• [Consigne A]: Pouvez-vous réécrire le passage de l'entretien avec Fernando Blanco qui s'ouvre sur les mots contenant "En fait, j'ai" et se termine par "l’un à l’autre.", en remplaçant "éditeurs" par "studios" ?
• [Consigne B]: D'après l'entretien avec Fernando Blanco, en quelle année a-t-il abandonné son rôle de simple encreur ?
• [Consigne C]: Comment traduire en anglais cette phrase de l'entretien avec Fernando Blanco : « J'ai donc décidé d'arrêter l'encrage pour de bon et je me suis concentré totalement à l'illustration. » ?

• [Extrait du texte]:
********

Interview de Fernando Blanco au TGS 2018

Interview de Fernando Blanco au TGS 2018

Fernando Blanco est quelqu’un de discret… mais un artiste ô combien apprécié qui traîne ses guêtres depuis plus de vingt ans au sein de nombreux éditeurs au détour de séries comme Batman Eternal, Star Wars, Batwoman, Army Of Darkness ou bien Midnighter And Apollo. Véritable touche-à-tout, l’homme a abandonné en 2006 son rôle de simple encreur pour devenir un artiste à part entière au trait bien assuré jusqu’à s’imposer comme l’une des valeurs sûres auprès d’éditeurs de renom comme Marvel ou DC Comics. Excusez du peu ! En ce dernier jour du Toulouse Game Show, Fernando Blanco nous a accordé dix petites minutes pour un entretien rapide mais très instructif au travers duquel on a appris pas mal de chose sur cette artiste Ibérique décidément hors du commun !

Ça fait environ 20 ans que vous évoluez dans le p’tit monde des comics au sein de pas mal d’éditeurs comme Dark Horse, Marvel, DC ou bien Dynamite. Quel regard avez-vous sur l’industrie du comic book d’aujourd’hui par rapport à vos débuts dans le métier ?

(Il réfléchit.) Ce n'est pas évident de répondre… (rires) Je dirais qu'aujourd'hui, l'industrie du comics est toujours dominée par les grosses écuries que sont Marvel et DC Comics. Cependant, les éditeurs indépendants sont de plus en plus importants et amènent beaucoup de diversité. De plus, on remarque une montée en puissance de comics books façonnés sous l'étiquette creator owned et ça, c'est plutôt une bonne chose dans l'évolution de l'industrie des comics car ça permet aux artistes de proposer des choses nouvelles et de choisir leur façon de travailler de manière quasi indépendante.

"J’en avais un peu marre de n'être cantonné qu'au rôle d'encreur alors même que le métier d'illustrateur était fait pour moi ! Et puis j'en avais marre de travailler pour les autres !"

À la base, vous étiez encreur. Comment en êtes-vous arrivé à devenir un artiste à part entière dès 2006 ?

En fait, j'ai toujours voulu être un artiste complet. En 2006, j'en avais un peu marre de n'être cantonné qu'au rôle d'encreur alors même que le métier d'illustrateur était fait pour moi ! Et puis j'en avais marre de travailler pour les autres ! (rires) Au-delà de ça, je me suis vite aperçu que le métier d'encreur n'avait pas beaucoup d'avenir avec l'arrivée massive des médias digitaux et de l'encrage via ordinateur. J'ai donc décidé d'arrêter l'encrage pour de bon et je me suis concentré totalement à l'illustration. Mais je dois avouer que ça n'a pas été facile car, à cette période-làl, les éditeurs n'étaient pas convaincus qu'un simple encreur puisse devenir un véritable artiste. En plus, à cette époque, il y avait un important clivage entre les activités et les métiers du comics si bien qu’il était très difficile de passer de l’un à l’autre.

Un an après le mouvement #MeToo, est-ce que vous avez ressenti des changements dans la manière de créer des comic books ?

********

(Entrées d'un jeu d'annotations par points)
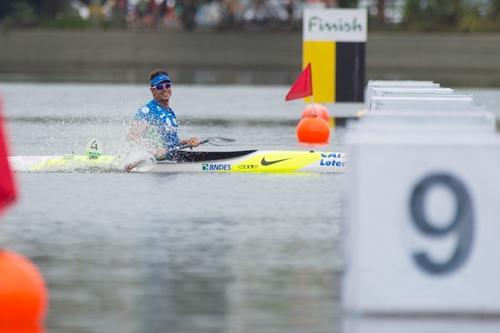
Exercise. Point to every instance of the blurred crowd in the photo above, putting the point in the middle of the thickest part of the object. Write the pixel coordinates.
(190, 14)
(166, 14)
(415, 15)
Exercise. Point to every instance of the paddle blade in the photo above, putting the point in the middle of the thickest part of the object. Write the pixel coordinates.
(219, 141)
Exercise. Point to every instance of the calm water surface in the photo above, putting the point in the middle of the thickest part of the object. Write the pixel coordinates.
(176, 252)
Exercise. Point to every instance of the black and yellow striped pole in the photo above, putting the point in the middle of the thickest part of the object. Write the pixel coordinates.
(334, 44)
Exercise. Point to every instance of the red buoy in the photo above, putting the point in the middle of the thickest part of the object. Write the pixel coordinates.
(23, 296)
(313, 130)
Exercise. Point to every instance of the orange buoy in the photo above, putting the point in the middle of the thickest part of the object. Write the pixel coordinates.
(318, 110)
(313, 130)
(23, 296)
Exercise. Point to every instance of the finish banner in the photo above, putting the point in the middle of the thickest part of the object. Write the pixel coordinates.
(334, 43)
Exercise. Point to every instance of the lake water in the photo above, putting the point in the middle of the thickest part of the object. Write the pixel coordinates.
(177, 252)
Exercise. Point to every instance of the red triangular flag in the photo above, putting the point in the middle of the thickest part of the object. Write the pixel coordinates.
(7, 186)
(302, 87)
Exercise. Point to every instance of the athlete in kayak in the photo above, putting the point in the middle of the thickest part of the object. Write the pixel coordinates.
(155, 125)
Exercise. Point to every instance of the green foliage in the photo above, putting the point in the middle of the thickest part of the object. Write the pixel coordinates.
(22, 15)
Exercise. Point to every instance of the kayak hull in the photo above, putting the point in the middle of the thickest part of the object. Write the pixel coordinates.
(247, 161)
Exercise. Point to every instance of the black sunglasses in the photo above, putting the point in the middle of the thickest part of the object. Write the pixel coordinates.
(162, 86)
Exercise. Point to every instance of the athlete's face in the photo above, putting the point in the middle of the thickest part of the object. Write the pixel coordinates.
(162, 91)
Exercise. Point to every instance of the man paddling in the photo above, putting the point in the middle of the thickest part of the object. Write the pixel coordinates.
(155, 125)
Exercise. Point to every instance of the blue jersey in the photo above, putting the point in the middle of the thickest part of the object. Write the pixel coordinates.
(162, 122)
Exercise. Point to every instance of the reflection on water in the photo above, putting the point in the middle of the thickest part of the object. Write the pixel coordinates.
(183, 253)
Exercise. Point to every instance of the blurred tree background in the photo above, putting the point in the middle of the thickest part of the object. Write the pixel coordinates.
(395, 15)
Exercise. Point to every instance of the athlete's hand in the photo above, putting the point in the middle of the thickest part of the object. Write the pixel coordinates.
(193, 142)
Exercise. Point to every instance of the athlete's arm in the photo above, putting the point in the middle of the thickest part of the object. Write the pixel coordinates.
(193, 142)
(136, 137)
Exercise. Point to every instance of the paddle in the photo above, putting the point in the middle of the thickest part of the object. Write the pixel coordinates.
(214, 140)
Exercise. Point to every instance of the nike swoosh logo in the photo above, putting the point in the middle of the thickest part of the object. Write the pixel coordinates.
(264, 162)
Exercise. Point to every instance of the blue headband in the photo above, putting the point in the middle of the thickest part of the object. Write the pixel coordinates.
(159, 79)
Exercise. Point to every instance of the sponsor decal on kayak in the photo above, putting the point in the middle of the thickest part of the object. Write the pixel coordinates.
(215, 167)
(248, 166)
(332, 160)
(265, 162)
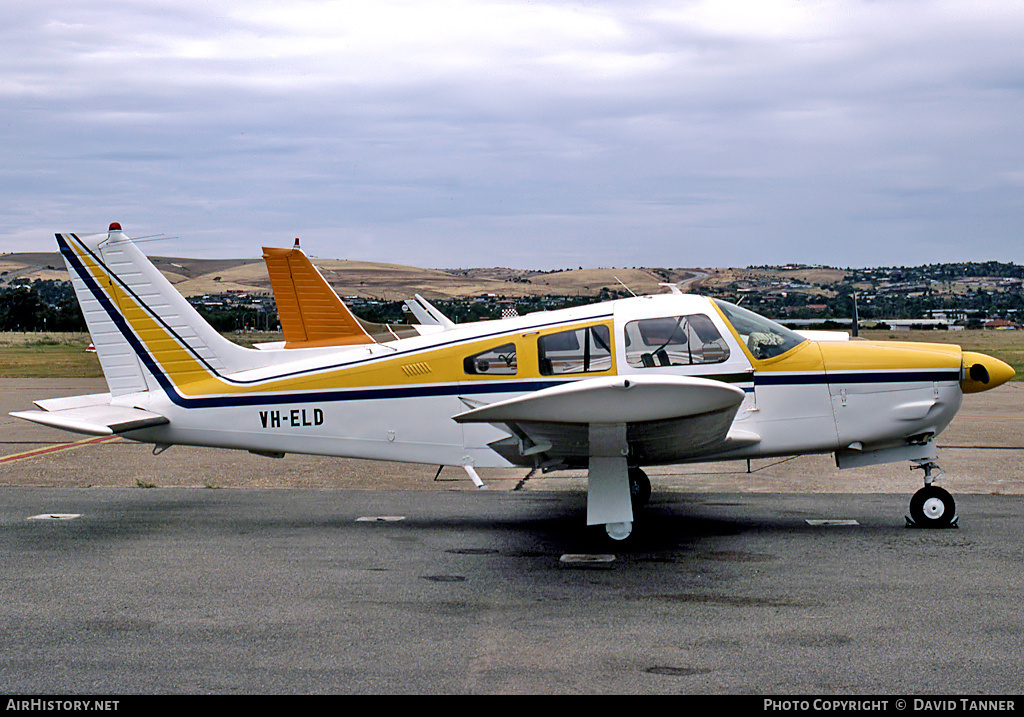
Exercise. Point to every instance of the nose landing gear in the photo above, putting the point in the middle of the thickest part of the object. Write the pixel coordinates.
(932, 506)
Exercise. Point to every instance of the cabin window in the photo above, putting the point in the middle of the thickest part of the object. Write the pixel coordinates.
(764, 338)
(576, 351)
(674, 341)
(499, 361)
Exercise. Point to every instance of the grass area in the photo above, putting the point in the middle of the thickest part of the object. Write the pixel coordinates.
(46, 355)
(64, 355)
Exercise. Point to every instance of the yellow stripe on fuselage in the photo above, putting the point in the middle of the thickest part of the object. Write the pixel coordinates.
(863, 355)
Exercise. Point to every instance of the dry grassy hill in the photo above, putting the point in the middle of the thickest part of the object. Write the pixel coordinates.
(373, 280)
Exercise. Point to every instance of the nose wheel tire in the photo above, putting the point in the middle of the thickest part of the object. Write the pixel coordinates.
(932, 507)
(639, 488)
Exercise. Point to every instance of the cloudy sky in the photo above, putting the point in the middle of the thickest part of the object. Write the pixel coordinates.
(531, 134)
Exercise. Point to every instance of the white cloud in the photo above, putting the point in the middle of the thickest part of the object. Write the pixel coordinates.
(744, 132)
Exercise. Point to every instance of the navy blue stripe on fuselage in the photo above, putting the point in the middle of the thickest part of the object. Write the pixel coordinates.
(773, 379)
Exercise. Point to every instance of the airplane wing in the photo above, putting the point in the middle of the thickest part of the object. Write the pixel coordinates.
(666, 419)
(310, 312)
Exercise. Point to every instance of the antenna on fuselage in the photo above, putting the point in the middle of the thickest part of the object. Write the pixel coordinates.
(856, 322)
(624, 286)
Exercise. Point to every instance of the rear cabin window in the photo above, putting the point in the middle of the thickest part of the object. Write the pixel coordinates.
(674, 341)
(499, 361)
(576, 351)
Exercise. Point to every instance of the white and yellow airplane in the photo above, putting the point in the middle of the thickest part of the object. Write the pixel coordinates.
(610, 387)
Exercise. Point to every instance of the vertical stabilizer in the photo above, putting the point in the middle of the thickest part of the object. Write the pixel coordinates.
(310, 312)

********

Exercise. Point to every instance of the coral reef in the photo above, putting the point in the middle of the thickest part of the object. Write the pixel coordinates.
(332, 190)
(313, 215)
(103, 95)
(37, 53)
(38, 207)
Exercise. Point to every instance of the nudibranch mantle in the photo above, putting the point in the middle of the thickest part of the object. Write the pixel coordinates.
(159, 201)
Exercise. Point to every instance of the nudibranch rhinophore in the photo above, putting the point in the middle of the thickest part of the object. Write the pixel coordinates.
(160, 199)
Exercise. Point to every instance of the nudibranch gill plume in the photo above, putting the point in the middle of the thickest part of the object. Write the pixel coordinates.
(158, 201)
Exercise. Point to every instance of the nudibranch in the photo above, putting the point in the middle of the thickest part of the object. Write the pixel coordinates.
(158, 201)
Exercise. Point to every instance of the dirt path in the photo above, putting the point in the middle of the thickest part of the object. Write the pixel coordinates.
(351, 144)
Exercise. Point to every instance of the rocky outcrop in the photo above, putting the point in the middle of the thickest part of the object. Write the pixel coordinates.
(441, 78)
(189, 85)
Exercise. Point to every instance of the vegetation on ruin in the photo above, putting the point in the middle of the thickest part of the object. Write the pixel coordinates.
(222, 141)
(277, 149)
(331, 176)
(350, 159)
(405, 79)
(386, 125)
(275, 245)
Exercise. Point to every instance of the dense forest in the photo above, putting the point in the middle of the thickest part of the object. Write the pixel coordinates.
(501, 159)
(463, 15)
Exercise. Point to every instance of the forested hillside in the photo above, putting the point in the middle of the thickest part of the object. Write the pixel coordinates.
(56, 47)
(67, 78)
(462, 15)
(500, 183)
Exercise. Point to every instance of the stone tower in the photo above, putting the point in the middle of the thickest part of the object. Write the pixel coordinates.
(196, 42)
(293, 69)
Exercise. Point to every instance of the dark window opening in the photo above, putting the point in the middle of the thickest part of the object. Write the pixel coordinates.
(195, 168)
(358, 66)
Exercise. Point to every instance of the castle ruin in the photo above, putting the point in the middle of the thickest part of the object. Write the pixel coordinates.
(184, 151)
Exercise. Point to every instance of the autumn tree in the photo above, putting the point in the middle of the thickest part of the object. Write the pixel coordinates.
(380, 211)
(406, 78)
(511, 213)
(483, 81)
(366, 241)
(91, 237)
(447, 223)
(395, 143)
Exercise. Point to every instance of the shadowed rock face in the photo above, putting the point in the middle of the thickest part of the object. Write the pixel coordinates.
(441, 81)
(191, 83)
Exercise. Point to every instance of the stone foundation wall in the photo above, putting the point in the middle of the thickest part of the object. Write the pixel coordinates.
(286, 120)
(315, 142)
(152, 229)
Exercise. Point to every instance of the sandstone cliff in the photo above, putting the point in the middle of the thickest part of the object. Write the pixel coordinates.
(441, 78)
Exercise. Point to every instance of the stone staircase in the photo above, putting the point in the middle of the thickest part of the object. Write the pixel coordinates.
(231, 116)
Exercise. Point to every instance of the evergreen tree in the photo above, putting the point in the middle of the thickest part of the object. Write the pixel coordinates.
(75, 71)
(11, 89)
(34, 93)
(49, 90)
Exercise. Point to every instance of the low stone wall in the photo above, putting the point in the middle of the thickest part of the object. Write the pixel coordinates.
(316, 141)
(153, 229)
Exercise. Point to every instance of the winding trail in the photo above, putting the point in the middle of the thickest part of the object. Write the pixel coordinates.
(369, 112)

********

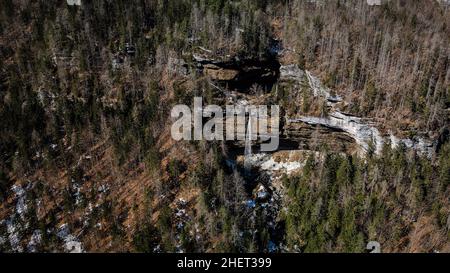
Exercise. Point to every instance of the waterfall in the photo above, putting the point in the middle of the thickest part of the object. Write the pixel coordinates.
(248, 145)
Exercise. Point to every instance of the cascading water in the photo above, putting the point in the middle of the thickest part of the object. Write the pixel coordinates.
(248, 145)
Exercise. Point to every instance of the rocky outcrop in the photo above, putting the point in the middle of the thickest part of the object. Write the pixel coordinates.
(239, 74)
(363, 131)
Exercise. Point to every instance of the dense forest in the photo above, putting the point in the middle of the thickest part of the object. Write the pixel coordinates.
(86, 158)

********

• [Réponse A]:
En fait, j'ai toujours voulu être un artiste complet. En 2006, j'en avais un peu marre de n'être cantonné qu'au rôle d'encreur alors même que le métier d'illustrateur était fait pour moi ! Et puis j'en avais marre de travailler pour les autres ! (rires) Au-delà de ça, je me suis vite aperçu que le métier d'encreur n'avait pas beaucoup d'avenir avec l'arrivée massive des médias digitaux et de l'encrage via ordinateur. J'ai donc décidé d'arrêter l'encrage pour de bon et je me suis concentré totalement à l'illustration. Mais je dois avouer que ça n'a pas été facile car, à cette période-làl, les studios n'étaient pas convaincus qu'un simple encreur puisse devenir un véritable artiste. En plus, à cette époque, il y avait un important clivage entre les activités et les métiers du comics si bien qu’il était très difficile de passer de l’un à l’autre.

• [Réponse B]: En 2006.

• [Réponse C]: So I decided to give up inking for good and focused entirely on illustration.